• _Work to do_
Repeat these lines, switching "calm ocean water" to "still sea water" and keeping everything else the same.

• _Information shown_
┌────────

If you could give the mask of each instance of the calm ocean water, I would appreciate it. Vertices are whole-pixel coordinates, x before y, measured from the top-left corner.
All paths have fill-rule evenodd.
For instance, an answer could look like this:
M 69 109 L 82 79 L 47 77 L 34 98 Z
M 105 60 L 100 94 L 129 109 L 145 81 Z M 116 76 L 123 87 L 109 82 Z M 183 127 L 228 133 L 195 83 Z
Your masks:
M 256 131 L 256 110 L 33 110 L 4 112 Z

└────────

• _In response_
If you could give the mask of each instance of the still sea water, I would appreciate it. Vertices are whole-pixel coordinates, x before y, measured from the top-left corner.
All paths have fill-rule evenodd.
For instance, an answer could look like this:
M 69 109 L 82 79 L 47 77 L 34 98 Z
M 105 60 L 100 94 L 129 109 L 145 81 Z M 116 76 L 123 87 L 109 82 Z M 183 127 L 228 133 L 195 83 Z
Your masks:
M 256 131 L 256 110 L 33 110 L 4 112 Z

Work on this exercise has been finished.